## WHAT TO WORK ON
Reproduce all of the lines below word for word, leaving out the pictures.
:: RECORD SET
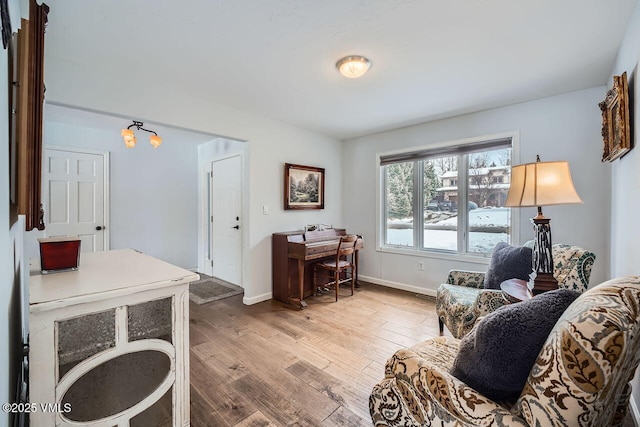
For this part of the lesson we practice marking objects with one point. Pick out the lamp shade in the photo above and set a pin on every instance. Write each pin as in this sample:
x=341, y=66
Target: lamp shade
x=353, y=66
x=129, y=138
x=541, y=184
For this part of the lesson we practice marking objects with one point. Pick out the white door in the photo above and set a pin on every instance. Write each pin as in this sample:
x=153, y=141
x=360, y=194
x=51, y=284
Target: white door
x=226, y=219
x=74, y=190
::::
## COMPLETE OUTPUT
For this part of the lesson we practice marking objects with one point. Pick out the lamp shade in the photo above and set a pin on every instance. Write each pin as in this sample:
x=341, y=66
Target: lamp shade
x=353, y=66
x=129, y=138
x=541, y=184
For this part of the lesson we practice marking objects with one point. Pick out the white door in the photo above and set a pin on every instance. Write each pin as in this sample:
x=153, y=141
x=360, y=194
x=51, y=284
Target: white door
x=226, y=219
x=74, y=190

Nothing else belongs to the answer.